> _EXERCISE OBJECTIVE_
Reproduce the entries exactly as they appear below.

> _SOURCE INFORMATION_
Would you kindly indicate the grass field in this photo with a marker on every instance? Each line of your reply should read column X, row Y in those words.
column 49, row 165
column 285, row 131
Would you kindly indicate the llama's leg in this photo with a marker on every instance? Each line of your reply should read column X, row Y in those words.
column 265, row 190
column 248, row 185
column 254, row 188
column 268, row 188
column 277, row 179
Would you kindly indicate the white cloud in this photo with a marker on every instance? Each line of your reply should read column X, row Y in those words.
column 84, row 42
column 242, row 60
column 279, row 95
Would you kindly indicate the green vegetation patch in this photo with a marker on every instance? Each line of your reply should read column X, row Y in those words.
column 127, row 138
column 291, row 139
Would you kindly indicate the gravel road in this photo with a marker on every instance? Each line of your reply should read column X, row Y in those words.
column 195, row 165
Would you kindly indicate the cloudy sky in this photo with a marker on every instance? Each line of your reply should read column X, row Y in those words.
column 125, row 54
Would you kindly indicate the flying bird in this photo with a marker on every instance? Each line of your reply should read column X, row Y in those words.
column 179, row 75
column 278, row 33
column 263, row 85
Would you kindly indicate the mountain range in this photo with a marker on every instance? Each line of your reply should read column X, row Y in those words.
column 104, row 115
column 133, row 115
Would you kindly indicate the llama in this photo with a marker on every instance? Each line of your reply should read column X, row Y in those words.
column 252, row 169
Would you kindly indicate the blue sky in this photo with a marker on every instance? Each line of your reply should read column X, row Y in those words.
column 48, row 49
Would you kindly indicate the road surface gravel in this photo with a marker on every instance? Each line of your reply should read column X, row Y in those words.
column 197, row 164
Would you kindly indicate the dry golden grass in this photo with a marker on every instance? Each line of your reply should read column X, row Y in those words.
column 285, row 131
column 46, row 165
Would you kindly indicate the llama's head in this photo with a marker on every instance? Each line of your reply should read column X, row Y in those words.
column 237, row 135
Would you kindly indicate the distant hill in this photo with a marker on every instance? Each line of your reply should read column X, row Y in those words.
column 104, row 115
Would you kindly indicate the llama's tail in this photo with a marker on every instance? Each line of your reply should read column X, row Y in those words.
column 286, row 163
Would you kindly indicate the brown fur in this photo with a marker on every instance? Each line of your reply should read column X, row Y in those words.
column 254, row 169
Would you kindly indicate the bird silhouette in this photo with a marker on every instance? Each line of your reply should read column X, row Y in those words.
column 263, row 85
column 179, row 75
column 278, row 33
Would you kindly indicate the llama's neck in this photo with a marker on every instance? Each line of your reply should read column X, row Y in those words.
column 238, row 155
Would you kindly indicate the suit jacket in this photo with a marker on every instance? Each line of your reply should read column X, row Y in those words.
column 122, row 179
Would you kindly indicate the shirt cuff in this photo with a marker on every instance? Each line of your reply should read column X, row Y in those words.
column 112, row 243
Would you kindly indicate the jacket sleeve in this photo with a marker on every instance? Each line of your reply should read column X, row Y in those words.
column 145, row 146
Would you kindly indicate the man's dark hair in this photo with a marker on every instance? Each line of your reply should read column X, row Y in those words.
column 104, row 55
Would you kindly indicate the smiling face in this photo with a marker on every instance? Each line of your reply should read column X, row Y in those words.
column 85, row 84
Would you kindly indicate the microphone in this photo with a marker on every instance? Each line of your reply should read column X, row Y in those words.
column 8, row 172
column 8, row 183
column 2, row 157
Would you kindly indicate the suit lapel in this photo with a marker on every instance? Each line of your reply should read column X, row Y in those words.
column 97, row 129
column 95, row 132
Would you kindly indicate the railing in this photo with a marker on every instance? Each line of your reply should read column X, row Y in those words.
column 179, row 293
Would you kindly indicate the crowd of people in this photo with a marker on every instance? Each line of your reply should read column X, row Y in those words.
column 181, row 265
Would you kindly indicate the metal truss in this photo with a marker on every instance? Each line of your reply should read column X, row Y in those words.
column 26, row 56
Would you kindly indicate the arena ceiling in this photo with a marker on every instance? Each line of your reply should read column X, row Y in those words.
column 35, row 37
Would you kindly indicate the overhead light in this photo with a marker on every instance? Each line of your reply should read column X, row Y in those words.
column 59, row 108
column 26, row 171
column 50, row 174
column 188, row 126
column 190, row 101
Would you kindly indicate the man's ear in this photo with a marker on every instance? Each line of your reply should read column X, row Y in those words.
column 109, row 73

> _SOLUTION TO THIS PROBLEM_
Would you kindly indicate the grass field in this photo with a marker on every instance? Each line of your reply should read column X, row Y in those words.
column 49, row 165
column 285, row 131
Would you kindly indicate the llama's leg in this photo with a marker on every instance? Each line of your reply should read column X, row Y in those words.
column 265, row 190
column 248, row 185
column 254, row 188
column 268, row 188
column 277, row 179
Would you kindly indicate the white cloud in this photo with a marker on every instance? Each line of your reply should read column X, row Y in those words.
column 84, row 42
column 242, row 60
column 279, row 95
Would you kindly indicate the green vegetation patch in this photo with a marker on every instance? Each line of your reply should read column X, row Y in those words.
column 127, row 138
column 291, row 139
Would you kindly indicate the gravel road in this photo with a marker on every instance? Each line of your reply should read column X, row Y in those words.
column 195, row 165
Would you kindly indicate the cloudy sky in this photo with a marker on every instance? Each line of your reply should read column X, row Y in those words.
column 125, row 54
Would you kindly indicate the flying bird in this photo with a marker on every instance? Each line of your reply should read column X, row Y in those words.
column 179, row 75
column 278, row 33
column 263, row 85
Would you kindly indicate the mountain range in this photo with a marker on every instance? Each line of your reply should read column X, row Y in those words.
column 104, row 115
column 133, row 115
Would you kindly indicate the llama in this photo with a marker on every instance? Each line of your reply should read column X, row Y in those words.
column 252, row 169
Would you kindly indicate the blue sky in this photo with a marker on every instance? Each line of your reply should read column X, row Y in those words.
column 48, row 49
Would you kindly indicate the road surface gravel in this photo with a marker on every instance? Each line of your reply should read column X, row Y in those words.
column 197, row 164
Would you kindly indicate the dry golden grass in this photo with a marker on every instance? Each line of your reply should read column X, row Y in those words.
column 285, row 131
column 46, row 165
Would you kindly indicate the llama's head in this photo with a marker on every instance? Each line of your reply should read column X, row Y in those words.
column 237, row 135
Would you kindly indicate the distant hill in this photo with a marker on every instance? Each line of your reply should read column X, row Y in those words.
column 104, row 115
Would you kindly indicate the llama's tail in this photo with a marker on every instance? Each line of your reply should read column X, row Y in those words.
column 286, row 163
Would you kindly indicate the brown fur in this photo with a marker on every instance? Each line of your reply should read column X, row Y in those words.
column 254, row 169
Would you kindly indicate the bird silhouette in this photo with a marker on every instance? Each line of your reply should read column X, row Y in those words.
column 263, row 85
column 179, row 75
column 278, row 33
Would you kindly indicate the llama's neck in this photo with a marker on every instance? Each line of your reply should read column X, row Y in those words.
column 238, row 155
Would you kindly indicate the suit jacket in this photo with a marker on every instance? Each line of your reply should read column X, row Y in those words.
column 122, row 179
Would you kindly indicate the shirt cuff in this photo with a marker on every instance? Each line of your reply should read column X, row Y in those words.
column 112, row 243
Would you kindly indicate the jacket sleeve in this photo with a marker on every instance? Each line of your reply should read column X, row Y in those words.
column 145, row 146
Would you kindly indicate the man's dark hair in this photo with a marker on every instance? Each line of your reply should read column X, row Y in those words.
column 104, row 55
Would you kindly indicate the smiling face in this photo with a marker on every instance? Each line of your reply should read column X, row Y in those words.
column 85, row 84
Would you kindly indicate the microphone in this photo with a marker on every instance? Each line of your reply should read column X, row Y in those words.
column 8, row 172
column 8, row 183
column 2, row 157
Would you kindly indicate the suit lapel in this photo with a marker on every instance? Each line of your reply should read column X, row Y in those words.
column 97, row 129
column 95, row 132
Would you kindly indicate the railing in this photo with a marker on every instance? Each line of your reply should read column X, row Y in those words.
column 179, row 293
Would you kindly indicate the crowd of people in this photo with a marker on every instance? Each line of your reply should read column X, row Y in those words.
column 181, row 265
Would you kindly indicate the metal truss in this photo with a marker on every instance? Each line of your reply should read column X, row Y in those words.
column 26, row 56
Would you kindly indicate the arena ceiling in this photo with a marker on every instance? Each line of your reply should read column X, row Y in those words.
column 35, row 37
Would you kindly indicate the overhead light in this photo with a marker on every instance? Each line of your reply should read column X, row Y in those words.
column 59, row 108
column 26, row 171
column 50, row 174
column 188, row 126
column 190, row 101
Would you kindly indicate the man's ear in this photo with a marker on every instance? Each line of your reply should read column X, row Y in those words.
column 109, row 73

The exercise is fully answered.